WHAT YOU HAVE TO DO: Give the records back in full, exactly as they read.
Segment Start: ENTRIES SHOWN
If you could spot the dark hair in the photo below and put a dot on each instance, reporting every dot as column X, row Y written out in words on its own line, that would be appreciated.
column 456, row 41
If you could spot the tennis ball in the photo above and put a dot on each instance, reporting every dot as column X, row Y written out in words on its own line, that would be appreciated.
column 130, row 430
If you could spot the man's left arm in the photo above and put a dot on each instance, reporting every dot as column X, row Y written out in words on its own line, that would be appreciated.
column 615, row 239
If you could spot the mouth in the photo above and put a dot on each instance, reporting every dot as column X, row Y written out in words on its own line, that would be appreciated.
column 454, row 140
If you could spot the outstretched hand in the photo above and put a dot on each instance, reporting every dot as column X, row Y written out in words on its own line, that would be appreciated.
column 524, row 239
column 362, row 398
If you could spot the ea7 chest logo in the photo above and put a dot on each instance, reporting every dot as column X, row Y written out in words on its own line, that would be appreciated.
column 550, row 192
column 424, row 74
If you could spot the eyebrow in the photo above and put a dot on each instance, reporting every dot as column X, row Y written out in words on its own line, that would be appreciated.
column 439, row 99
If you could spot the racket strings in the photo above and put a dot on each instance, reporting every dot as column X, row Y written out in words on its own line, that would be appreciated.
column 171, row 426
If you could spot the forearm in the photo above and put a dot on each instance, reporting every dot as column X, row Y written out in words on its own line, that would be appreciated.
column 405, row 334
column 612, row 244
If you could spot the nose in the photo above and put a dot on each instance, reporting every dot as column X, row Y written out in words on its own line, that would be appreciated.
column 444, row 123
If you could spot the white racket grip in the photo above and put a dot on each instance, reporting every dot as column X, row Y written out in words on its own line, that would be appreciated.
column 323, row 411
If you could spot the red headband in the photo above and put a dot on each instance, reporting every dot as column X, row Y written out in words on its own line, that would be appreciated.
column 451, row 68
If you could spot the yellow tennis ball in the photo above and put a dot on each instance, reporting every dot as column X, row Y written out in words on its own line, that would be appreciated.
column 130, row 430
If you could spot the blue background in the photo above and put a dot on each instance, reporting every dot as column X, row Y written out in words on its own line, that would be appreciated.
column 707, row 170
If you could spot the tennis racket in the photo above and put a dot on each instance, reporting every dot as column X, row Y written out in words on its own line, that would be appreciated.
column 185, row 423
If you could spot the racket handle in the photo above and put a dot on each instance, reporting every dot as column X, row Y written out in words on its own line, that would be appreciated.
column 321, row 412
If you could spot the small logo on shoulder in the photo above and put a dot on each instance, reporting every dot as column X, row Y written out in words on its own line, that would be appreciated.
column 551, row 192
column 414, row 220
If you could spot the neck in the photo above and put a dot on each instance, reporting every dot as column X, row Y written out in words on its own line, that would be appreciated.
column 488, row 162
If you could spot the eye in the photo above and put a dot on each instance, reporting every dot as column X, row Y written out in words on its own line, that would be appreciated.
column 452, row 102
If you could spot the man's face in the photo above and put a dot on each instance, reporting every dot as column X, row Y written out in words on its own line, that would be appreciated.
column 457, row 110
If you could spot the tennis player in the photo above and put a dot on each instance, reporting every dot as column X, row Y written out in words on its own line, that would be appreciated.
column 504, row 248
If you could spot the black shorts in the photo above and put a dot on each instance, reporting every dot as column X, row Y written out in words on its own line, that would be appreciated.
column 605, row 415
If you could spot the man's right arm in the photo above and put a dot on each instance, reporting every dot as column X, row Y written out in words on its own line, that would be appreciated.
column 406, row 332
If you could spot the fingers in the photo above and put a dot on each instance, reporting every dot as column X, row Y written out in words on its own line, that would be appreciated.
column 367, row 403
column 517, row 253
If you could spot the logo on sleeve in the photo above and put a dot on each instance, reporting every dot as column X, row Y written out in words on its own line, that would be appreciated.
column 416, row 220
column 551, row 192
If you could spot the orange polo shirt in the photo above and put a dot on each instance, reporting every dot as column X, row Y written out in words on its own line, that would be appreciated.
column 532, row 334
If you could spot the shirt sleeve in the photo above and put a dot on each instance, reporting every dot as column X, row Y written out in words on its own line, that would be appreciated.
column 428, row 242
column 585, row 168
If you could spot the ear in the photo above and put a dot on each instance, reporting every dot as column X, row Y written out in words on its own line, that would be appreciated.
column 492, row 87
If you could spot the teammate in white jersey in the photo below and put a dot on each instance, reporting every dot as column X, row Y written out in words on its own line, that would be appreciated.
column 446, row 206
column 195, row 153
Segment End: ENTRIES SHOWN
YOUR SOLUTION:
If you could spot the dark hair in the photo below and put a dot on each instance, reporting every dot as column X, row Y written out in words on its own line, that would be appreciated.
column 456, row 41
If you could spot the tennis ball in the photo above and put a dot on each instance, reporting every dot as column X, row Y written out in words on its own line, that would be appreciated.
column 130, row 430
If you could spot the man's left arm in the photo above and put a dot on each instance, reporting every dot as column X, row Y written out in words on its own line, that would be appreciated.
column 615, row 239
If you could spot the mouth in the photo above and put a dot on each instance, reporting every dot as column X, row Y written out in words on its own line, that would be appreciated.
column 454, row 140
If you could spot the outstretched hand in the photo above and put a dot on each instance, reporting every dot as column X, row Y written out in words on its own line, that would be appreciated.
column 524, row 239
column 362, row 398
If you could spot the ea7 chest logo in the photo above and put a dot on each instance, reporting every dot as column X, row Y written out in words on its own line, that would be appreciated.
column 550, row 192
column 424, row 74
If you could spot the eyebrow in the photo above and put a dot on each instance, reporting every dot as column X, row Y written out in words on its own line, that would be appreciated.
column 439, row 99
If you could spot the racket strings in the photo above and put a dot on each instance, reporting every dot as column X, row Y written out in words on its own line, that would be appreciated.
column 171, row 426
If you could spot the forearm in the photo above and put a dot on each instance, reporting every dot as column X, row Y written out in words on its own line, that would be appreciated.
column 405, row 334
column 612, row 244
If you could spot the nose in the photo above and put a dot on each instance, reporting every dot as column X, row Y written out in words on its own line, that would be appreciated.
column 444, row 123
If you could spot the white racket grip in the photo above and put a dot on each instance, reporting every dot as column X, row Y written out in words on its own line, that would be appreciated.
column 323, row 411
If you could spot the red headband in the photo above and put a dot on each instance, reporting every dot as column X, row Y written out in words on its own line, that would be appreciated.
column 451, row 68
If you could spot the yellow tennis ball in the photo above and put a dot on each instance, reporting every dot as column X, row Y written out in words on its own line, that would be appreciated.
column 130, row 430
If you could spot the blue background in the photo above and put a dot on each instance, reporting every dot as column X, row Y written out in words on its own line, that would be appreciated.
column 707, row 170
If you could spot the tennis racket in the photo above and put a dot on each instance, reporting every dot as column X, row Y written out in words on its own line, that would be appreciated.
column 185, row 423
If you could spot the racket handle in the photo above and put a dot on each instance, reporting every dot as column X, row Y written out in words on its own line, that would be appreciated.
column 321, row 412
If you could spot the small logo on shoulder in the photo above and put a dot on each instance, reporting every dot as column X, row Y written out in words on its own line, that would be appreciated.
column 551, row 192
column 414, row 220
If you could spot the neck in the photo above and put a dot on each instance, reporting every dot as column X, row Y written out in words on its own line, that would be appreciated.
column 488, row 162
If you could spot the eye in the photo above and put a dot on each instance, reporting every dot as column X, row Y written out in words on its own line, that would be appreciated.
column 452, row 102
If you could spot the man's face in the photo above and put a dot on each instance, reporting every dot as column X, row Y written out in words on its own line, that would be appreciated.
column 457, row 110
If you could spot the tennis player in the photo above and put a dot on each instance, reporting every dot as column X, row Y written out in words on its own line, that would be appreciated.
column 504, row 248
If you could spot the black shorts in the photo above and put a dot on each instance, reporting every dot as column X, row Y written out in words on its own line, that would be appreciated.
column 605, row 415
If you could spot the man's right arm in the photo above and put a dot on each instance, reporting every dot as column X, row Y written out in words on its own line, that would be appreciated.
column 406, row 332
If you could spot the fingers in the photo above and put a dot on each instance, reporting every dot as column X, row Y written out in words on its own line, that would be appreciated.
column 367, row 403
column 517, row 253
If you could spot the logo on sleeve in the photo above and put a dot on each instance, reporting every dot as column X, row Y written out in words on its own line, that would be appreciated.
column 416, row 220
column 551, row 192
If you could spot the orange polo shirt in the photo above and put a dot on each instance, reporting every dot as column X, row Y written out in words on its own line, that would be appreciated.
column 532, row 334
If you could spot the shirt sleeve in the photo above and put a dot on each instance, reporting every dot as column X, row Y written out in words on its own line, that would be appreciated.
column 428, row 242
column 585, row 168
If you could spot the ear in the photo above and put a dot on each instance, reporting every dot as column X, row Y written out in words on its own line, that would be appreciated.
column 492, row 87
If you could spot the teammate in white jersey in the photo below and put a dot on each instance, reporting every dot as column X, row Y written out in words on its own line, that would be appreciated.
column 446, row 206
column 195, row 153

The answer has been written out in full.